(Istruzioni dell'esercizio):
Per favore, restituisci tali e quali tutte le righe dall'inizio delle voci fino alla riga che contiene "(149, 1033)", entrambi gli estremi inclusi.

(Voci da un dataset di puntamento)
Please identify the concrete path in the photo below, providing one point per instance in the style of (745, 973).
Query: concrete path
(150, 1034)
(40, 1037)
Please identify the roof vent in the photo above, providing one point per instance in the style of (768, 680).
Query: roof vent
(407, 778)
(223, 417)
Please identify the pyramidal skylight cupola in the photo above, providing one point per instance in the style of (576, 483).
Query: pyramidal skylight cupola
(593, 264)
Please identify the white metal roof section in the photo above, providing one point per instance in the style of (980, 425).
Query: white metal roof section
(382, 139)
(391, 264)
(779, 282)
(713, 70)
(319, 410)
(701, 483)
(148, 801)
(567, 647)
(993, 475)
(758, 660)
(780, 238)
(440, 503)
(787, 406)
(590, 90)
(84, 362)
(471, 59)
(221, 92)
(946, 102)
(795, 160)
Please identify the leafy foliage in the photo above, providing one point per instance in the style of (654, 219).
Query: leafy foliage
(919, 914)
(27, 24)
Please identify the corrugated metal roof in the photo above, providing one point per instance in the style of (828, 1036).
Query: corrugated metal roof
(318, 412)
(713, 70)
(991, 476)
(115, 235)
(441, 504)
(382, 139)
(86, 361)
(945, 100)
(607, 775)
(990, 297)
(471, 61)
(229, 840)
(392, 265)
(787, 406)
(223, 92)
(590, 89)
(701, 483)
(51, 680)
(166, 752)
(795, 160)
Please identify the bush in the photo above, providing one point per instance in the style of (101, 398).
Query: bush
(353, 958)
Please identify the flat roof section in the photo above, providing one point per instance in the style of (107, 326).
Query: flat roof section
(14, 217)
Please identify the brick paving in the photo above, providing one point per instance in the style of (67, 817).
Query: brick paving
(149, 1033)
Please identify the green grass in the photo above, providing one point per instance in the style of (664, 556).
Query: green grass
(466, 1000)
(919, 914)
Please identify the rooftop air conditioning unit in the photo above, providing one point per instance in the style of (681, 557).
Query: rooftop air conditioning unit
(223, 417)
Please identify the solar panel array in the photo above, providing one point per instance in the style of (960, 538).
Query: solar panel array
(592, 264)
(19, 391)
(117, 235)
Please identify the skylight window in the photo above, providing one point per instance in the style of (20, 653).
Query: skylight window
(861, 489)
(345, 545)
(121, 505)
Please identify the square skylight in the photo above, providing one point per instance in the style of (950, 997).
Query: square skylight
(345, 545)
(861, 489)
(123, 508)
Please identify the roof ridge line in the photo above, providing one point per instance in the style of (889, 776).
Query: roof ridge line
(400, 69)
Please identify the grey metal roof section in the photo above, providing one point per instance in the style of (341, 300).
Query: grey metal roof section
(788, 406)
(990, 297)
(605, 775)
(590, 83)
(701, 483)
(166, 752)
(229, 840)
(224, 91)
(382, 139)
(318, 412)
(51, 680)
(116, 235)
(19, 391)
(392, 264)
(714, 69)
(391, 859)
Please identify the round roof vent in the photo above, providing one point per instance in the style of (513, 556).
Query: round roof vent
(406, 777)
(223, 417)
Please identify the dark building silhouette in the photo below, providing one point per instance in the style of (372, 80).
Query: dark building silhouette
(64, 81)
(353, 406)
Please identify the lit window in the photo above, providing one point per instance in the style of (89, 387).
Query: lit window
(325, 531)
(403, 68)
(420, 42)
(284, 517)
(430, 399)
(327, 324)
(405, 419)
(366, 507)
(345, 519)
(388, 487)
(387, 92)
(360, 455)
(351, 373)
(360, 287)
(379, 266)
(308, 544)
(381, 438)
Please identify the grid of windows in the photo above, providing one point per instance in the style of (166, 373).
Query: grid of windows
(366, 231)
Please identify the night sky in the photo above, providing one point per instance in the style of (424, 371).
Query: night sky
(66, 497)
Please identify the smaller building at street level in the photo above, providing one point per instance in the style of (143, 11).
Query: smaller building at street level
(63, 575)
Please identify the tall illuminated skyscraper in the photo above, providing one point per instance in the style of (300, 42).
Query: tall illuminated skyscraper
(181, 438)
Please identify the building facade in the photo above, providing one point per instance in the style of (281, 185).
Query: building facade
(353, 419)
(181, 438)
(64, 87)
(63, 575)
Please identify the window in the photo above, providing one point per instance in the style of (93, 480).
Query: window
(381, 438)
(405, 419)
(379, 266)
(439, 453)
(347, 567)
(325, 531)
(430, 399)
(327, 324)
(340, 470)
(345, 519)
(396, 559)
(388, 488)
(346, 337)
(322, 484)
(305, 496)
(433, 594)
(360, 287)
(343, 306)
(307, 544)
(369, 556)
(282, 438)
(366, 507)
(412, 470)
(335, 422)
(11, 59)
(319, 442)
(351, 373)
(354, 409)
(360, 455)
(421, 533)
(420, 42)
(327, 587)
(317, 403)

(Soluzione del problema):
Please identify the concrete path in the photo below, providing one point per instance in the style of (745, 973).
Query: concrete path
(150, 1034)
(40, 1037)
Please identify the roof vent in the photo above, providing one point per instance in the style of (768, 680).
Query: roof vent
(407, 778)
(223, 417)
Please identify the pyramidal skylight cupola in the photo above, providing one point per instance in the style of (576, 483).
Query: pyramidal skylight cupola
(593, 264)
Please identify the white metal roof section in the photo above, providing one point per instance in the style of (980, 425).
Query: white metal roof section
(382, 139)
(391, 264)
(779, 282)
(713, 70)
(319, 410)
(701, 483)
(148, 801)
(567, 647)
(993, 475)
(758, 660)
(780, 238)
(440, 503)
(787, 406)
(590, 90)
(84, 362)
(471, 59)
(221, 92)
(946, 102)
(795, 160)
Please identify the leafy foliage in the photo above, providing one point per instance in the style of (654, 219).
Query: leafy foliage
(919, 914)
(27, 24)
Please identify the corrugated metal roof in the photo above, providing one point per instance in the style of (828, 1036).
Query: corrugated metal roof
(318, 412)
(713, 70)
(991, 476)
(115, 235)
(441, 504)
(382, 139)
(86, 361)
(945, 100)
(607, 775)
(990, 297)
(471, 61)
(229, 840)
(392, 265)
(787, 406)
(223, 92)
(590, 89)
(701, 483)
(51, 680)
(166, 752)
(795, 160)
Please identify the bush in the photo above, providing one point per instance in the style of (101, 398).
Query: bush
(353, 958)
Please identify the flat roof section in the photo above, providing one point per instance in the style of (107, 326).
Query: flat roof section
(14, 217)
Please identify the brick paving in the photo above, providing one point per instance in the style of (67, 817).
Query: brick paving
(149, 1033)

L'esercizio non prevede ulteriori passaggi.